begin Supplied information
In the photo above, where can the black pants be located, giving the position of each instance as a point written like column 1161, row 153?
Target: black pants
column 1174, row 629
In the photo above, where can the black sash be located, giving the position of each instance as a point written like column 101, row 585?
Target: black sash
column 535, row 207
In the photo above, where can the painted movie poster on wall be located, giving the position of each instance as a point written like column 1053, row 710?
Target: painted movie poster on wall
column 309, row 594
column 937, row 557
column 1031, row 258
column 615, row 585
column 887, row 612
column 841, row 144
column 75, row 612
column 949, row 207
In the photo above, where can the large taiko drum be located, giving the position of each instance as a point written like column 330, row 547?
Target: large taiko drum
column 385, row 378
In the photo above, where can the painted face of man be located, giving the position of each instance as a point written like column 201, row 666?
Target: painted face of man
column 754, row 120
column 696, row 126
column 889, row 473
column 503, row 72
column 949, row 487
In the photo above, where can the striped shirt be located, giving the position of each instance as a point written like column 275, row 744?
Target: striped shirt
end Supplied information
What is needed
Reproduce every one of the entries above word for word.

Task answer
In the photo above, where can the black pants be located, giving the position of each instance as a point written like column 1161, row 153?
Target: black pants
column 1174, row 629
In the photo above, where can the black sash be located, giving the position of each instance as a point written like column 101, row 585?
Target: black sash
column 535, row 207
In the photo above, where can the painted movie poster on wall be located, giving the position of each instance as a point written like column 1053, row 710?
Target: painted movie poster on wall
column 309, row 594
column 937, row 557
column 1031, row 258
column 615, row 585
column 887, row 612
column 841, row 144
column 75, row 612
column 949, row 207
In the photo above, where can the large taiko drum be located, giving the position of each instance as a point written like column 330, row 547?
Target: large taiko drum
column 385, row 378
In the photo above, where can the painted face of man be located, giving the position of each instance as a point written like column 201, row 666?
Target: painted face of man
column 754, row 120
column 696, row 126
column 889, row 473
column 503, row 72
column 949, row 487
In the photo above, where can the striped shirt be located, giving the position of each instance as a point written like column 275, row 744?
Target: striped shirt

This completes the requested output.